Exercise details:
Can you continue the passage below about a mother's body being taken from her home after her death, starting right after its last sentence?

Source extract:
╔══

Who would want to stay and see their beloved folded up like a cardboard box and put into a bag.  Who?

And yet I could not leave her.  She was my mother– still– and I had not been here with her in the months when she struggled to stay alive.  I had only come now, at the very end, after the baby was born. With him at my side, with God’s pure grace shining through his bluest eyes, I could do anything that was asked.  Even this.

I sat in the space that had been her dining room- where she had drank her morning, and afternoon, and evening coffees- black, no sugar;  read the paper, did the crossword;  listened to the scanner, checked her email;  caught the game, the weather, the latest deals on QVC.  I sat  in this place where each one of us had sat across from her– at the table- all of our lives.
Only now the place where the table stood was filled with air mattresses and I wasn’t talking to my mom, I was watching… as her old highschool classmate- turned funeral director- lifted her rigid body from the hospital bed.

╚══

Records shown:
╔══

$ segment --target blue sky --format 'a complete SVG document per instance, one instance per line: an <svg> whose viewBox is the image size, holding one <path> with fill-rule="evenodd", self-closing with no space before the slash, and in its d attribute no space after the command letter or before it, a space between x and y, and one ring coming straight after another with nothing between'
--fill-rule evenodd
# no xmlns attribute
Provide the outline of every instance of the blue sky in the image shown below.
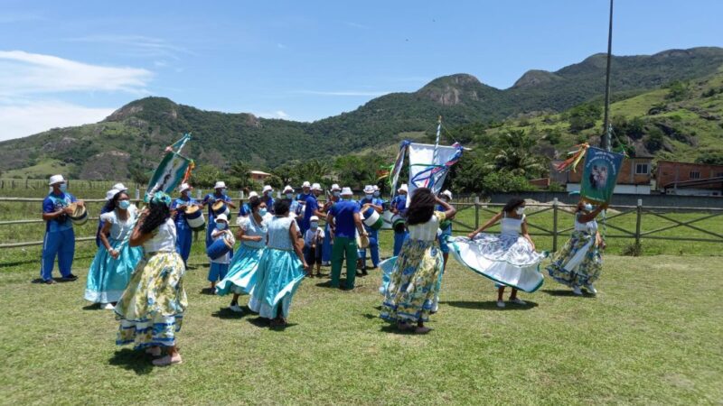
<svg viewBox="0 0 723 406"><path fill-rule="evenodd" d="M0 8L0 140L164 96L313 121L470 73L509 88L606 47L606 0L14 1ZM723 46L723 2L618 0L613 51Z"/></svg>

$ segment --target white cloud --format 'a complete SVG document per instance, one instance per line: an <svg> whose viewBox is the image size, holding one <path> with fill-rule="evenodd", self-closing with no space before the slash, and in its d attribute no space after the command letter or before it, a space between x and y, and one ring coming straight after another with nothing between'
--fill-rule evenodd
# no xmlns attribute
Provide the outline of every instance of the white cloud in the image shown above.
<svg viewBox="0 0 723 406"><path fill-rule="evenodd" d="M52 55L0 51L0 96L67 91L145 93L146 69L90 65Z"/></svg>
<svg viewBox="0 0 723 406"><path fill-rule="evenodd" d="M54 127L97 123L113 108L86 107L61 101L0 105L0 141L31 135Z"/></svg>

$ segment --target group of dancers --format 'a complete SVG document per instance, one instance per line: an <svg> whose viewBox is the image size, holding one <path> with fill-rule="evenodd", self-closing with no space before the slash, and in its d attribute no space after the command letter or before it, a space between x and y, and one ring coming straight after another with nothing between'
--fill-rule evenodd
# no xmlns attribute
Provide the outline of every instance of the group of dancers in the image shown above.
<svg viewBox="0 0 723 406"><path fill-rule="evenodd" d="M52 177L50 183L52 192L43 202L47 228L41 273L43 280L50 279L57 254L63 277L72 280L69 253L63 251L61 244L53 242L72 237L66 207L76 199L67 192L67 182L61 176ZM176 344L188 304L183 278L191 236L183 235L187 229L190 233L190 228L183 224L180 212L184 206L208 205L217 199L235 208L225 194L225 185L219 182L216 186L214 193L202 202L191 198L192 188L188 184L181 185L176 199L155 192L141 210L130 202L122 184L108 193L108 203L100 216L99 251L89 271L85 299L113 309L119 320L117 344L133 344L136 349L145 350L155 357L155 365L182 361ZM285 192L288 189L293 190L288 188ZM331 286L340 287L342 265L346 260L345 289L354 286L357 241L374 238L378 247L376 230L363 224L360 216L364 209L380 212L386 207L386 202L375 196L373 186L365 188L364 198L356 201L350 188L333 185L331 198L324 207L315 205L322 191L318 184L305 184L303 190L296 198L293 191L285 193L285 198L276 199L267 190L262 196L252 193L248 202L240 205L235 235L240 244L232 254L211 262L210 267L209 280L215 293L232 294L232 311L243 311L239 300L240 295L249 295L249 309L272 328L286 326L294 295L305 277L313 275L312 265L322 261L319 249L323 251L327 242L332 246ZM453 237L451 219L456 209L450 204L451 192L445 190L437 196L429 189L418 188L408 202L407 191L406 185L400 188L390 205L404 220L403 229L395 230L394 256L380 263L378 248L371 253L372 262L383 271L382 318L401 330L428 332L424 323L437 310L449 254L495 282L501 308L505 306L503 292L507 287L512 289L510 302L524 305L518 291L534 292L542 284L540 264L548 253L538 252L528 234L523 199L510 200L499 214L468 235ZM399 198L400 196L404 198ZM304 208L295 209L299 204ZM575 294L582 294L583 288L596 293L593 283L600 275L605 243L596 217L606 207L593 208L580 200L575 212L575 230L547 267L555 281L572 288ZM308 221L304 218L306 210ZM212 226L209 226L207 240L212 244L231 231L228 216L210 214ZM319 226L322 217L326 220L324 230ZM497 223L501 224L501 234L484 233ZM401 235L399 247L398 234ZM70 254L71 258L72 253Z"/></svg>

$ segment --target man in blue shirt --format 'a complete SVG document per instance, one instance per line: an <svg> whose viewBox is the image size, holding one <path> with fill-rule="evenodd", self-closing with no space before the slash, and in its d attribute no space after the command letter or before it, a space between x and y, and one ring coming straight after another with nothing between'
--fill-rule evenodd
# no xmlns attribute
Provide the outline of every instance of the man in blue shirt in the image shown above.
<svg viewBox="0 0 723 406"><path fill-rule="evenodd" d="M186 268L188 268L188 256L191 254L191 244L193 235L183 212L189 206L198 204L196 199L191 197L192 190L193 190L193 188L188 183L181 184L178 188L181 197L174 198L174 202L171 203L171 210L174 213L176 230L175 252L183 259L183 264L186 265Z"/></svg>
<svg viewBox="0 0 723 406"><path fill-rule="evenodd" d="M209 207L209 221L208 221L208 227L206 228L206 248L209 247L211 244L213 244L213 240L211 238L211 231L216 229L216 220L215 216L213 216L213 203L217 202L218 200L222 200L226 203L226 206L236 208L236 205L233 204L231 201L231 198L226 194L226 183L223 181L217 181L216 184L213 186L214 192L209 193L203 198L203 201L201 202L201 208L205 208L206 206ZM221 214L221 213L219 213Z"/></svg>
<svg viewBox="0 0 723 406"><path fill-rule="evenodd" d="M364 187L364 198L359 200L359 204L362 206L362 214L368 209L372 208L377 213L381 215L383 210L382 205L384 204L380 198L374 197L374 187L371 185L367 185ZM379 265L379 230L375 230L366 224L364 225L364 229L367 231L369 235L369 248L371 251L371 264L374 265L373 268L376 268ZM361 265L362 265L362 274L367 274L367 250L366 248L359 250L359 256L361 259Z"/></svg>
<svg viewBox="0 0 723 406"><path fill-rule="evenodd" d="M48 183L52 191L42 200L42 219L45 220L45 237L42 241L42 260L40 277L44 283L52 284L52 267L58 256L58 268L63 281L75 281L77 276L70 272L75 255L75 233L73 224L68 217L72 209L70 203L84 206L82 200L66 191L68 182L62 175L51 176Z"/></svg>
<svg viewBox="0 0 723 406"><path fill-rule="evenodd" d="M407 187L407 184L401 185L401 187L397 190L398 195L391 200L391 207L390 208L392 213L404 217L404 214L407 212L408 190L408 188ZM406 240L408 235L409 233L407 231L407 227L404 227L403 230L394 230L393 256L399 254L399 251L401 251L401 246L404 244L404 240Z"/></svg>
<svg viewBox="0 0 723 406"><path fill-rule="evenodd" d="M367 233L359 217L359 203L352 200L352 189L342 189L342 201L332 206L326 216L326 222L331 225L333 234L333 247L332 248L332 287L339 287L339 278L342 276L343 256L346 255L346 289L354 289L356 279L357 245L356 233L366 236Z"/></svg>

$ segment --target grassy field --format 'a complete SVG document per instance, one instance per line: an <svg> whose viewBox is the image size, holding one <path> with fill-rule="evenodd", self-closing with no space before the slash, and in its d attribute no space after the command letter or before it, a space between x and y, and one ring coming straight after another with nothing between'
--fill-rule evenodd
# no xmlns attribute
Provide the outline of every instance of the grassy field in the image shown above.
<svg viewBox="0 0 723 406"><path fill-rule="evenodd" d="M353 291L306 280L291 326L259 327L226 309L229 298L202 292L200 245L183 364L168 368L117 347L111 312L82 300L89 249L74 263L80 279L53 286L30 283L37 256L4 258L0 403L723 402L723 281L708 257L606 255L598 297L548 280L521 295L527 306L503 310L489 281L452 262L433 331L413 336L378 318L376 271Z"/></svg>

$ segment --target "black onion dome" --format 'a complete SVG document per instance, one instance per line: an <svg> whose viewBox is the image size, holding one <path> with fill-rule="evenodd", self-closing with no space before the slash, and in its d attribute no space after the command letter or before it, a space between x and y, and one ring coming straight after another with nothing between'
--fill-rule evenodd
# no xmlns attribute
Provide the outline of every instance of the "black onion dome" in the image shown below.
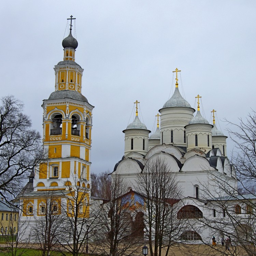
<svg viewBox="0 0 256 256"><path fill-rule="evenodd" d="M62 46L63 48L70 47L74 49L76 49L78 46L78 43L75 38L74 38L71 33L71 30L67 37L64 38L62 41Z"/></svg>

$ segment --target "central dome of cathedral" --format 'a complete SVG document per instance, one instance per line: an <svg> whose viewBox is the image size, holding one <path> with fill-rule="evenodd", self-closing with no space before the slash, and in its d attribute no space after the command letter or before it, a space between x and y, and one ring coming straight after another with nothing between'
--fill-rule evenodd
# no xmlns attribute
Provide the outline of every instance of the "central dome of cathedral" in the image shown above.
<svg viewBox="0 0 256 256"><path fill-rule="evenodd" d="M173 95L165 103L162 108L177 106L191 107L190 104L181 95L177 87L175 88Z"/></svg>
<svg viewBox="0 0 256 256"><path fill-rule="evenodd" d="M135 119L132 123L131 123L126 128L127 129L144 129L147 130L146 126L140 122L138 116L136 116Z"/></svg>
<svg viewBox="0 0 256 256"><path fill-rule="evenodd" d="M197 111L196 116L188 123L189 125L192 125L194 124L205 124L207 125L210 124L209 122L204 119L198 110Z"/></svg>

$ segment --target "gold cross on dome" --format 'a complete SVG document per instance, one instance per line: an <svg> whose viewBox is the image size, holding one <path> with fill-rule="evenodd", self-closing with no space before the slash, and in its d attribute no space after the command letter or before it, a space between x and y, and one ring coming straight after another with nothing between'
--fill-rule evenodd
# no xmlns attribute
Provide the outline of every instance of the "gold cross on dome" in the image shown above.
<svg viewBox="0 0 256 256"><path fill-rule="evenodd" d="M161 115L159 115L158 113L157 113L157 114L156 116L157 117L157 127L159 127L159 116L161 116Z"/></svg>
<svg viewBox="0 0 256 256"><path fill-rule="evenodd" d="M174 72L176 72L176 78L175 79L175 80L176 80L176 83L175 84L175 85L176 85L176 87L178 87L178 85L179 85L179 84L178 84L178 72L180 72L181 71L181 70L178 70L178 69L176 68L176 69L175 70L175 71L173 71L172 73L173 73Z"/></svg>
<svg viewBox="0 0 256 256"><path fill-rule="evenodd" d="M195 98L197 98L197 111L199 111L200 110L200 108L199 106L199 104L200 104L199 103L199 98L202 98L202 97L201 97L200 96L199 96L199 94L198 94L197 96L197 97L195 97Z"/></svg>
<svg viewBox="0 0 256 256"><path fill-rule="evenodd" d="M214 124L215 124L215 116L214 116L214 112L216 112L216 110L214 110L214 109L213 109L212 110L212 111L211 111L211 112L212 113L213 113L213 124L214 125Z"/></svg>
<svg viewBox="0 0 256 256"><path fill-rule="evenodd" d="M138 103L139 103L138 100L136 100L135 102L133 102L134 104L136 103L136 115L137 116L138 115Z"/></svg>

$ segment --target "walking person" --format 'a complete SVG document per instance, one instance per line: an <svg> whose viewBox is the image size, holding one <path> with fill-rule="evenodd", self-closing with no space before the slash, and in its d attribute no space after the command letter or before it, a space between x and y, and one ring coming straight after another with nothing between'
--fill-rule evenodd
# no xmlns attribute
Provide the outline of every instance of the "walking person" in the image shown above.
<svg viewBox="0 0 256 256"><path fill-rule="evenodd" d="M215 237L214 236L212 238L212 246L216 246L216 240L215 239Z"/></svg>

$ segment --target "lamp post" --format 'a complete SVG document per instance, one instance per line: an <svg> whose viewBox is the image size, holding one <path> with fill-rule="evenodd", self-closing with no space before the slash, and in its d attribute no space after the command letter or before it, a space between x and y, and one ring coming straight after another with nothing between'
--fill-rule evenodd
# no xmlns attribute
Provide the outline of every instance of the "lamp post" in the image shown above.
<svg viewBox="0 0 256 256"><path fill-rule="evenodd" d="M88 230L89 229L89 225L86 225L86 229L87 229L86 234L86 253L88 253Z"/></svg>
<svg viewBox="0 0 256 256"><path fill-rule="evenodd" d="M142 254L145 256L147 255L147 247L146 246L145 244L142 247Z"/></svg>

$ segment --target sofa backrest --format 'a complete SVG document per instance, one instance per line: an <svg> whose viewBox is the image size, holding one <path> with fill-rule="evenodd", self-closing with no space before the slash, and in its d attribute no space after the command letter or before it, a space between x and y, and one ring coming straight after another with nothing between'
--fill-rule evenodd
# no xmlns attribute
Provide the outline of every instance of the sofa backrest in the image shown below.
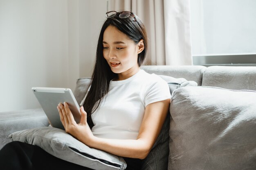
<svg viewBox="0 0 256 170"><path fill-rule="evenodd" d="M150 74L184 78L202 84L203 72L207 68L202 65L143 65L141 69Z"/></svg>
<svg viewBox="0 0 256 170"><path fill-rule="evenodd" d="M213 66L203 73L202 86L256 90L256 67Z"/></svg>

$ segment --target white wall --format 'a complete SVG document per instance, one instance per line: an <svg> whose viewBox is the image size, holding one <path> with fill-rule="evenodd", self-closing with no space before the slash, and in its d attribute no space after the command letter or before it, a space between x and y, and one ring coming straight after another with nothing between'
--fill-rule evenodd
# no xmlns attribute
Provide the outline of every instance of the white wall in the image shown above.
<svg viewBox="0 0 256 170"><path fill-rule="evenodd" d="M192 54L256 53L256 0L191 1Z"/></svg>
<svg viewBox="0 0 256 170"><path fill-rule="evenodd" d="M74 90L90 76L106 5L0 0L0 112L40 107L32 87Z"/></svg>

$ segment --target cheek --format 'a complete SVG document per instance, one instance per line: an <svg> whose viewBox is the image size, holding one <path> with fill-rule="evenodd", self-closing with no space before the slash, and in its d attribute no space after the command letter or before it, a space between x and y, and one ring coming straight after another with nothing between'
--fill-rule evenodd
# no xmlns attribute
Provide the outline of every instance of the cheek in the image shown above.
<svg viewBox="0 0 256 170"><path fill-rule="evenodd" d="M103 57L104 59L106 59L107 56L108 56L108 52L106 50L103 50Z"/></svg>

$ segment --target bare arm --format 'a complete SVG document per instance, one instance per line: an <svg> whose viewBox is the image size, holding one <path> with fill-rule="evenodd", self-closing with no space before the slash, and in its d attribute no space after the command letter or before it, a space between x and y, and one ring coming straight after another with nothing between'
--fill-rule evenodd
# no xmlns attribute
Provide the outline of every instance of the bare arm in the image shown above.
<svg viewBox="0 0 256 170"><path fill-rule="evenodd" d="M67 110L68 106L67 108L66 106L65 108L63 107L64 110L61 108L60 115L61 119L62 116L63 118L62 122L63 124L64 122L63 125L67 132L70 133L88 146L117 156L143 159L148 155L160 133L169 109L170 102L170 99L167 99L151 103L146 107L139 135L136 140L97 137L93 136L88 124L86 124L86 129L84 125L83 128L80 129L79 126L81 122L77 124L79 126L78 128L77 127L76 128L75 124L72 125L74 124L74 120L68 120L71 119L72 118L70 117L72 116L72 114L69 114L67 110L67 115L65 115L65 112L66 112L65 110ZM59 108L58 109L60 111ZM87 124L86 112L83 111L83 109L81 110L81 113L84 112L85 113L82 113L81 122ZM65 119L67 120L65 120ZM82 119L85 120L82 121ZM70 123L69 122L71 123ZM71 126L68 124L71 124Z"/></svg>

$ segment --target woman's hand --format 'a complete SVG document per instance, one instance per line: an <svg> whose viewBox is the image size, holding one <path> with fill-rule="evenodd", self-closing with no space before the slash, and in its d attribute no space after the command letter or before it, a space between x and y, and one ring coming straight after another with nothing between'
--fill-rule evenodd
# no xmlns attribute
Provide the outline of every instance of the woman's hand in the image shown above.
<svg viewBox="0 0 256 170"><path fill-rule="evenodd" d="M85 144L90 144L94 136L87 124L87 113L84 111L83 107L80 107L81 119L78 124L74 118L67 103L64 102L64 106L61 103L59 104L57 108L66 132Z"/></svg>

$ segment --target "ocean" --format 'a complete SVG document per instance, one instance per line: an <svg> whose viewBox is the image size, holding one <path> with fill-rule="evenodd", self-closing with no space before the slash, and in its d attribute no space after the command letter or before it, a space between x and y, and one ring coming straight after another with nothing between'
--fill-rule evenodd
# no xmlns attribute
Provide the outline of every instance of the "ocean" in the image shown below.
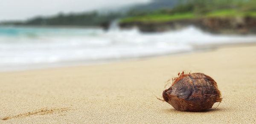
<svg viewBox="0 0 256 124"><path fill-rule="evenodd" d="M145 33L100 28L0 27L0 71L93 64L256 42L253 35L212 34L191 26Z"/></svg>

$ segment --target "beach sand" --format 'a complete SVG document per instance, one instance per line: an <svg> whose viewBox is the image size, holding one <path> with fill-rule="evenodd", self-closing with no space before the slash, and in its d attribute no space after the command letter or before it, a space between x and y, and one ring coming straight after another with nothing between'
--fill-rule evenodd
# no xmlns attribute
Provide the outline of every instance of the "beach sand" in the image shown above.
<svg viewBox="0 0 256 124"><path fill-rule="evenodd" d="M156 98L183 70L215 80L223 98L217 108L180 112ZM1 73L0 79L1 124L256 123L255 45Z"/></svg>

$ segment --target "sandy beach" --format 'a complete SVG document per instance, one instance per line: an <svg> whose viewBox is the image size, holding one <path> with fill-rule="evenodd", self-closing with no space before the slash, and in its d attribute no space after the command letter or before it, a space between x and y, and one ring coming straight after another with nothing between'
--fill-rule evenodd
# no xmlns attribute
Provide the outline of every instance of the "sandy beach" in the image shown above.
<svg viewBox="0 0 256 124"><path fill-rule="evenodd" d="M183 70L204 73L223 98L204 112L161 97ZM0 73L0 123L255 123L256 46L137 61Z"/></svg>

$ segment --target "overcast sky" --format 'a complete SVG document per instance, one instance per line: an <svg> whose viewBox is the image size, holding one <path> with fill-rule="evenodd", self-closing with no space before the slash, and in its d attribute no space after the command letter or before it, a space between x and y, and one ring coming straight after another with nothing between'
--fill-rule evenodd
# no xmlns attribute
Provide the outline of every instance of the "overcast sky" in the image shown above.
<svg viewBox="0 0 256 124"><path fill-rule="evenodd" d="M0 21L120 7L150 0L0 0Z"/></svg>

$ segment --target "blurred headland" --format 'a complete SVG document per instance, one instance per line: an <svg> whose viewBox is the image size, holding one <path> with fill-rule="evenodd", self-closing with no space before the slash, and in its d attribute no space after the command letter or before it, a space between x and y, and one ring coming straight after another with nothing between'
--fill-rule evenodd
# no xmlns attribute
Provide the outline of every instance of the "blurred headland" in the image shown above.
<svg viewBox="0 0 256 124"><path fill-rule="evenodd" d="M108 29L119 20L122 28L137 27L144 32L178 29L190 25L214 33L255 34L256 2L253 0L154 0L144 4L109 11L60 13L5 25L99 27Z"/></svg>

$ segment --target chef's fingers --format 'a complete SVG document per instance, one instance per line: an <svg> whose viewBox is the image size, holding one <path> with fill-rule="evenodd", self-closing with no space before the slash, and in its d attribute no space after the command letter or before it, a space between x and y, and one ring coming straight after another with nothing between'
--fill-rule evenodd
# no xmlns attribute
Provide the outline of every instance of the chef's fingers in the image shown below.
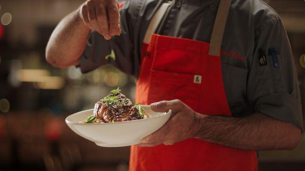
<svg viewBox="0 0 305 171"><path fill-rule="evenodd" d="M101 31L101 28L99 25L98 20L97 18L97 15L96 14L95 4L94 4L93 1L88 1L87 2L87 8L88 8L88 18L89 18L89 21L90 24L94 28L94 29L101 35L103 35L104 33Z"/></svg>
<svg viewBox="0 0 305 171"><path fill-rule="evenodd" d="M105 6L103 4L99 4L95 7L95 10L98 23L101 28L101 34L104 36L105 39L110 39L111 37L109 35Z"/></svg>
<svg viewBox="0 0 305 171"><path fill-rule="evenodd" d="M150 108L153 111L157 112L166 112L171 109L173 113L175 113L177 112L183 105L183 102L178 99L163 100L150 104Z"/></svg>
<svg viewBox="0 0 305 171"><path fill-rule="evenodd" d="M119 20L117 1L110 1L107 6L107 11L109 21L109 32L111 36L115 36L118 29Z"/></svg>
<svg viewBox="0 0 305 171"><path fill-rule="evenodd" d="M90 24L89 18L88 18L88 9L87 6L83 5L79 10L79 17L82 19L85 25L90 29L93 30L93 27Z"/></svg>
<svg viewBox="0 0 305 171"><path fill-rule="evenodd" d="M137 144L136 146L139 147L154 147L157 146L161 143L140 143Z"/></svg>

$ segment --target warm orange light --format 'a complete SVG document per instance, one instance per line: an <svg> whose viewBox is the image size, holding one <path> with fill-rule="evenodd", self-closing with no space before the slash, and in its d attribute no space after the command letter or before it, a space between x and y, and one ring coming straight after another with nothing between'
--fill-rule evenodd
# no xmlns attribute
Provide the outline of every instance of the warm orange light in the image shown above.
<svg viewBox="0 0 305 171"><path fill-rule="evenodd" d="M41 82L43 81L43 77L49 75L50 72L44 70L23 69L19 70L17 73L17 79L21 82Z"/></svg>

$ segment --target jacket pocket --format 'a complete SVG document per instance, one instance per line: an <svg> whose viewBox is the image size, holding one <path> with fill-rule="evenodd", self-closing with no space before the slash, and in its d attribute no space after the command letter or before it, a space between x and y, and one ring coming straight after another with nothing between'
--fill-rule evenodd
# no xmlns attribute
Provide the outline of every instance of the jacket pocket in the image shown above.
<svg viewBox="0 0 305 171"><path fill-rule="evenodd" d="M248 70L224 63L222 65L224 88L231 112L234 116L246 113Z"/></svg>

╚══

Answer for the task:
Ben had visited my mom in the hospital when she was first diagnosed with stage-four cancer, just a three months ago.  “Not the kind of visitor I want to see right now,” my mother remarked wryly once he had left the room.
He seems like a nice guy, why not, Mom?” I asked, surprised at her uncharacteristic coolness.
He’s the undertaker, Kel,” she replied flatly.

How did he do it, I wonder?  How did Ben pick up “good-natured Bonnie” from his senior yearbook and zip her into a bag?
But he did.  That was his job.

And I did too.  I stayed there attended my mother’s body.   When I couldn’t bear to look anymore,  I watched through my grandmother’s gilded mirror that Mom had frost pink and purple, as worked to lift her from the bed where her workout equipment had stood just a season ago.  I waited and watched even though no one, no one, should see something like this.

I followed them out the front door as they carried my mother to the back of the undertaker’s wagon.  She’d always been the one in the front seat- driving one of the eight of us to school, to practice, to birthday parties or dances.

I stood there frozen on her porch- where she had smoked her cigarettes, and watched the cars go by, sitting on the furniture she picked up at the wicker store, next to the tomatoes she had planted that spring.   She never got to pick a one.

Suddenly I was drained of all the courage that had sustained me.  It slipped from my shoulders and onto the floor.   I stood alone sobbing, my hands covering my face and gripping at my hair.

All my life, I’ve had to be more together than I wanted to be, and this moment was like none other.   I lacked the courage to reach out, to be held.  I lacked the ability to be noticed as needing.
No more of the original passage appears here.